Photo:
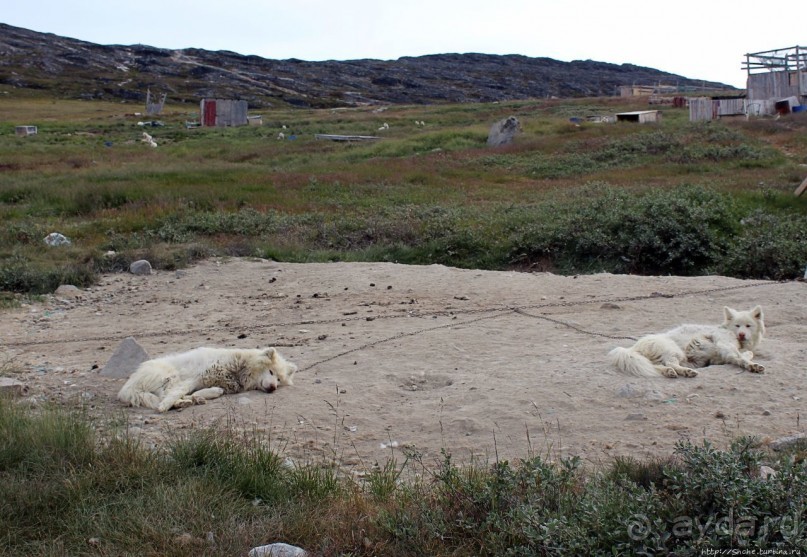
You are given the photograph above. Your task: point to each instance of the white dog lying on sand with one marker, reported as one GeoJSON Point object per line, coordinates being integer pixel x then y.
{"type": "Point", "coordinates": [667, 353]}
{"type": "Point", "coordinates": [196, 376]}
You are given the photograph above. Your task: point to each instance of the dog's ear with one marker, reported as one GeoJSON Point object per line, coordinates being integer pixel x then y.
{"type": "Point", "coordinates": [756, 313]}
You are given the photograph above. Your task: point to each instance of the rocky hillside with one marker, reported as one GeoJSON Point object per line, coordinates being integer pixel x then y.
{"type": "Point", "coordinates": [70, 68]}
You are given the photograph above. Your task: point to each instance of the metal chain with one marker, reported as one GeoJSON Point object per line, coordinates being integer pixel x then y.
{"type": "Point", "coordinates": [518, 309]}
{"type": "Point", "coordinates": [404, 335]}
{"type": "Point", "coordinates": [569, 325]}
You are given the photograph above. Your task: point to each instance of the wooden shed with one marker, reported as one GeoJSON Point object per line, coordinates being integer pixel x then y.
{"type": "Point", "coordinates": [22, 131]}
{"type": "Point", "coordinates": [640, 116]}
{"type": "Point", "coordinates": [777, 74]}
{"type": "Point", "coordinates": [223, 112]}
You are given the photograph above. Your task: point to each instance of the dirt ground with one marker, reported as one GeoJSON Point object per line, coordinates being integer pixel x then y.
{"type": "Point", "coordinates": [483, 364]}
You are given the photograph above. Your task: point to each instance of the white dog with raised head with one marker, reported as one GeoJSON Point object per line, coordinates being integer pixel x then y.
{"type": "Point", "coordinates": [676, 352]}
{"type": "Point", "coordinates": [196, 376]}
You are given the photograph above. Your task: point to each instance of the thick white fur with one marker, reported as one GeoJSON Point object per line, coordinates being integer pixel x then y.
{"type": "Point", "coordinates": [186, 378]}
{"type": "Point", "coordinates": [667, 354]}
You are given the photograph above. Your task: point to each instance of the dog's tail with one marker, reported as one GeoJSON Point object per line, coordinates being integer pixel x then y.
{"type": "Point", "coordinates": [631, 362]}
{"type": "Point", "coordinates": [142, 385]}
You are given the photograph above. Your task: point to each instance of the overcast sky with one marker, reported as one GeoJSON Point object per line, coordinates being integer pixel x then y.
{"type": "Point", "coordinates": [704, 39]}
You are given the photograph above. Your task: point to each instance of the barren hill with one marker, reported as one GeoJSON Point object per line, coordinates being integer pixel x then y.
{"type": "Point", "coordinates": [70, 68]}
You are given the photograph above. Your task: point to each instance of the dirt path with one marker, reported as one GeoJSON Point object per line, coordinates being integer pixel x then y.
{"type": "Point", "coordinates": [427, 357]}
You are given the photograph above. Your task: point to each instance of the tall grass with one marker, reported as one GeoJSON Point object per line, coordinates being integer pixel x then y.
{"type": "Point", "coordinates": [67, 490]}
{"type": "Point", "coordinates": [675, 198]}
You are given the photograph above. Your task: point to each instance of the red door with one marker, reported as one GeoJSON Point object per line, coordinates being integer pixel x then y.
{"type": "Point", "coordinates": [209, 118]}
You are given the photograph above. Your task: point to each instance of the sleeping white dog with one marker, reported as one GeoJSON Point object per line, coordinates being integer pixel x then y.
{"type": "Point", "coordinates": [196, 376]}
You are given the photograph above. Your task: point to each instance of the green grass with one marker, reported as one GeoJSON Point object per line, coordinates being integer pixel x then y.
{"type": "Point", "coordinates": [672, 198]}
{"type": "Point", "coordinates": [67, 490]}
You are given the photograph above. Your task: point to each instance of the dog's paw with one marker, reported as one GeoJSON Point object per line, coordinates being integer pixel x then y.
{"type": "Point", "coordinates": [756, 368]}
{"type": "Point", "coordinates": [183, 403]}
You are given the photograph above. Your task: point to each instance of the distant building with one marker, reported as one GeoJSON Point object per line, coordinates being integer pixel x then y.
{"type": "Point", "coordinates": [777, 79]}
{"type": "Point", "coordinates": [22, 131]}
{"type": "Point", "coordinates": [640, 116]}
{"type": "Point", "coordinates": [223, 112]}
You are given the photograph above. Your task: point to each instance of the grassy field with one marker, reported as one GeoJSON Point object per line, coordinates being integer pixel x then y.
{"type": "Point", "coordinates": [66, 491]}
{"type": "Point", "coordinates": [677, 197]}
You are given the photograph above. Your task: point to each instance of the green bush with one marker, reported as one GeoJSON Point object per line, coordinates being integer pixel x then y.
{"type": "Point", "coordinates": [767, 246]}
{"type": "Point", "coordinates": [679, 231]}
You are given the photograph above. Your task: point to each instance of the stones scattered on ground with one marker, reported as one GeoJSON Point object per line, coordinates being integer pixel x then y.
{"type": "Point", "coordinates": [141, 267]}
{"type": "Point", "coordinates": [68, 291]}
{"type": "Point", "coordinates": [632, 390]}
{"type": "Point", "coordinates": [636, 417]}
{"type": "Point", "coordinates": [800, 439]}
{"type": "Point", "coordinates": [125, 359]}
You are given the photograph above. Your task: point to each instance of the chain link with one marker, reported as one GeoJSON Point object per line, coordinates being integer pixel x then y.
{"type": "Point", "coordinates": [501, 310]}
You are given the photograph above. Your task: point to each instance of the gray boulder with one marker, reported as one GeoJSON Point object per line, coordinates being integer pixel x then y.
{"type": "Point", "coordinates": [125, 360]}
{"type": "Point", "coordinates": [504, 131]}
{"type": "Point", "coordinates": [140, 267]}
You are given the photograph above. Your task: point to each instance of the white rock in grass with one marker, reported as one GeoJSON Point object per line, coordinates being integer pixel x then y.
{"type": "Point", "coordinates": [277, 550]}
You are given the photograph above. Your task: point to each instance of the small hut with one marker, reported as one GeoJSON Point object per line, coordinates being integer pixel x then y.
{"type": "Point", "coordinates": [223, 112]}
{"type": "Point", "coordinates": [640, 116]}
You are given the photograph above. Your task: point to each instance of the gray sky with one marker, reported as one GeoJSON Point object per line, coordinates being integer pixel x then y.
{"type": "Point", "coordinates": [705, 39]}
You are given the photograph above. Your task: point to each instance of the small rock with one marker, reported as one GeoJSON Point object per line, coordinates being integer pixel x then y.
{"type": "Point", "coordinates": [140, 267]}
{"type": "Point", "coordinates": [67, 291]}
{"type": "Point", "coordinates": [766, 472]}
{"type": "Point", "coordinates": [636, 417]}
{"type": "Point", "coordinates": [277, 550]}
{"type": "Point", "coordinates": [125, 360]}
{"type": "Point", "coordinates": [504, 131]}
{"type": "Point", "coordinates": [56, 239]}
{"type": "Point", "coordinates": [628, 390]}
{"type": "Point", "coordinates": [790, 441]}
{"type": "Point", "coordinates": [12, 387]}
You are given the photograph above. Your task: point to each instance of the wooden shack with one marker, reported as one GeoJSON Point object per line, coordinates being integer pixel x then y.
{"type": "Point", "coordinates": [640, 116]}
{"type": "Point", "coordinates": [23, 131]}
{"type": "Point", "coordinates": [777, 74]}
{"type": "Point", "coordinates": [223, 112]}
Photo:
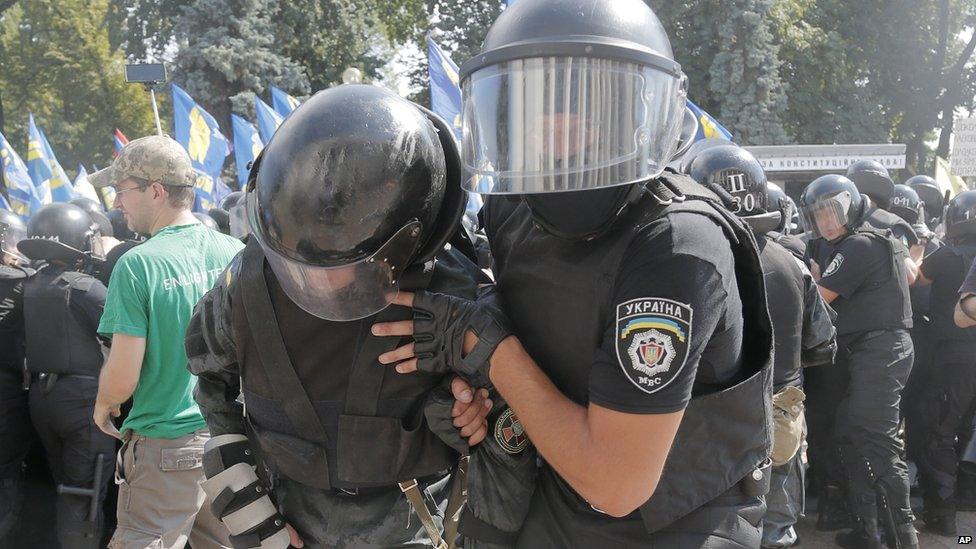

ACTIVITY:
Could you reproduce the records above exactly, leaving out every picture?

EXPECTED OUTPUT:
Photo:
You are given the photograph above. Your task: point to each instance of the white dog lying on sand with one marker, reported as one GeoJSON Point object per line, coordinates being integer pixel x then y.
{"type": "Point", "coordinates": [667, 353]}
{"type": "Point", "coordinates": [196, 376]}
You are given the photograph above. Your task: point to each instance of the dog's ear with one marker, reported as one GeoJSON Point object per line, coordinates being integer pixel x then y.
{"type": "Point", "coordinates": [756, 313]}
You are given the photograph above. Your task: point to each instance of the rocky hillside with one marker, reported as one GeoJSON Point object per line, coordinates being integer pixel x then y.
{"type": "Point", "coordinates": [70, 68]}
You are given the photograph above. Your task: point to each instance of the metal chain with one marker, reported as one GeoJSON Point object per line, coordinates being integer pixel x then y.
{"type": "Point", "coordinates": [518, 309]}
{"type": "Point", "coordinates": [404, 335]}
{"type": "Point", "coordinates": [569, 325]}
You are given the photograph above. Your task: point to each instance of the wooden shed with one marker, reported as one GeoJSON Point object per line, coordinates being integer pixel x then y.
{"type": "Point", "coordinates": [22, 131]}
{"type": "Point", "coordinates": [640, 116]}
{"type": "Point", "coordinates": [777, 74]}
{"type": "Point", "coordinates": [223, 112]}
You are given the photograph above. Your task: point to each instance of the dirt ground with one marker, reported as one GeoJSON Point object per line, coordinates being integer pixel x then y.
{"type": "Point", "coordinates": [483, 364]}
You are given the photograph above. Your task: point to each instance of the white dog with raised head with one marker, reported as one GeoJSON Point object per line, coordinates being integer pixel x then y.
{"type": "Point", "coordinates": [676, 352]}
{"type": "Point", "coordinates": [196, 376]}
You are given the photograph above. Your task: point to each instance of the thick white fur with one marker, reported as one GeoJSON Point object per line, coordinates being integer pixel x then y.
{"type": "Point", "coordinates": [186, 378]}
{"type": "Point", "coordinates": [667, 354]}
You are given the photograph above. Your task: point to each instance of the dog's tail with one marker, reported as one GeoJSON Point object per line, coordinates being integer pixel x then y.
{"type": "Point", "coordinates": [631, 362]}
{"type": "Point", "coordinates": [142, 385]}
You are given the photograph above. Your task: point to each instance of the overcast sky with one marker, reported as one GeoJSON Point object per line, coordinates being integer pixel x then y.
{"type": "Point", "coordinates": [704, 39]}
You are given the photograph above. Your task: point to each instance of the barren hill with one marker, reported as one GeoJSON Point object per line, coordinates being integer pixel x then y.
{"type": "Point", "coordinates": [70, 68]}
You are given the photograph above. Your task: point to each instance of the dirt path with one marker, reported as one GeoJSON Point object per line, coordinates being integer pixel x then y.
{"type": "Point", "coordinates": [427, 357]}
You are given the photograph above. Your task: point to each instance of the tall grass with one marker, reported as one GeoJSON Point object per line, coordinates being integer pixel x then y.
{"type": "Point", "coordinates": [67, 490]}
{"type": "Point", "coordinates": [675, 198]}
You are given the photograph above. Your task: point to each instance of the red door with one marker, reported as one GeoJSON Point object per line, coordinates being integer pixel x then y.
{"type": "Point", "coordinates": [209, 118]}
You are given the photograph above. Your task: point to each instance of the sleeping white dog with one marker, reported as one GeoJSON Point object per line, coordinates being integer pixel x then y.
{"type": "Point", "coordinates": [196, 376]}
You are given the photograph above. Your task: point to each instance of the green grass with one marker, reported as one GeoJSON Point object per line, coordinates being integer pixel x then y.
{"type": "Point", "coordinates": [672, 198]}
{"type": "Point", "coordinates": [67, 490]}
You are given the photograph above. Your task: point to each instance of the dog's paw with one marker, reported as one GeoJSON Point object per line, coordinates being integer pixel x then y.
{"type": "Point", "coordinates": [756, 368]}
{"type": "Point", "coordinates": [183, 403]}
You are given the photograph above. Your task: point to each instance of the distant building with one marker, reported as one GeoJSON Point object per line, coordinates being integer pixel x then y.
{"type": "Point", "coordinates": [777, 79]}
{"type": "Point", "coordinates": [22, 131]}
{"type": "Point", "coordinates": [640, 116]}
{"type": "Point", "coordinates": [223, 112]}
You are given the photograph above. Your task: point to each instance of the grassy field with one marker, reported as one GeoJSON Point object per line, coordinates being integer pixel x then y.
{"type": "Point", "coordinates": [66, 491]}
{"type": "Point", "coordinates": [677, 197]}
You are given the photograph above. Your task: point to each instance of the green bush with one marker, reported as one GeoJSON Point object per line, coordinates being integer pixel x then y.
{"type": "Point", "coordinates": [767, 246]}
{"type": "Point", "coordinates": [679, 231]}
You are given the photograph above. Your task: point to each instance of the stones scattered on ground with one marker, reported as one GeoJSON Point object per line, coordinates being integer pixel x then y.
{"type": "Point", "coordinates": [141, 267]}
{"type": "Point", "coordinates": [68, 291]}
{"type": "Point", "coordinates": [632, 390]}
{"type": "Point", "coordinates": [636, 417]}
{"type": "Point", "coordinates": [800, 439]}
{"type": "Point", "coordinates": [125, 359]}
You are given the photograph above. Your task: point to each instance of the chain link with one marker, reported as one GeoJSON Point object per line, coordinates being integer pixel x then y.
{"type": "Point", "coordinates": [501, 310]}
You are given the photograph above. Your task: point to each instance of the gray boulder with one marker, reported as one GeoJSON Point object per line, coordinates being integer pixel x then y.
{"type": "Point", "coordinates": [125, 360]}
{"type": "Point", "coordinates": [504, 131]}
{"type": "Point", "coordinates": [140, 267]}
You are given the photograph above. Your task: point to each instance of the white rock in grass with one marker, reported as one GeoJSON Point object per line, coordinates being integer pixel x then y.
{"type": "Point", "coordinates": [277, 550]}
You are given the photograph above. Your task: point to each instance of the small hut with one marker, reported as one GeoJSON Point object per line, coordinates being integer pixel x then y.
{"type": "Point", "coordinates": [223, 112]}
{"type": "Point", "coordinates": [640, 116]}
You are given the photograph above. Your task: point to each instance of the gray sky with one marker, reported as one GeoJSON Point object per line, coordinates being integer pixel x then y.
{"type": "Point", "coordinates": [705, 39]}
You are given the photograph above. Your task: point to each instance of the small rock with one marker, reported as one GeoJSON Point object per line, coordinates being integer pixel x then y.
{"type": "Point", "coordinates": [140, 267]}
{"type": "Point", "coordinates": [67, 291]}
{"type": "Point", "coordinates": [766, 472]}
{"type": "Point", "coordinates": [636, 417]}
{"type": "Point", "coordinates": [277, 550]}
{"type": "Point", "coordinates": [125, 360]}
{"type": "Point", "coordinates": [504, 131]}
{"type": "Point", "coordinates": [56, 239]}
{"type": "Point", "coordinates": [628, 390]}
{"type": "Point", "coordinates": [790, 441]}
{"type": "Point", "coordinates": [12, 387]}
You are given the photograph above. Your task: point to each instance of the wooden shack with one marker, reported as one GeoJSON Point object per line, coordinates being integer pixel x then y.
{"type": "Point", "coordinates": [640, 116]}
{"type": "Point", "coordinates": [23, 131]}
{"type": "Point", "coordinates": [777, 74]}
{"type": "Point", "coordinates": [223, 112]}
Photo:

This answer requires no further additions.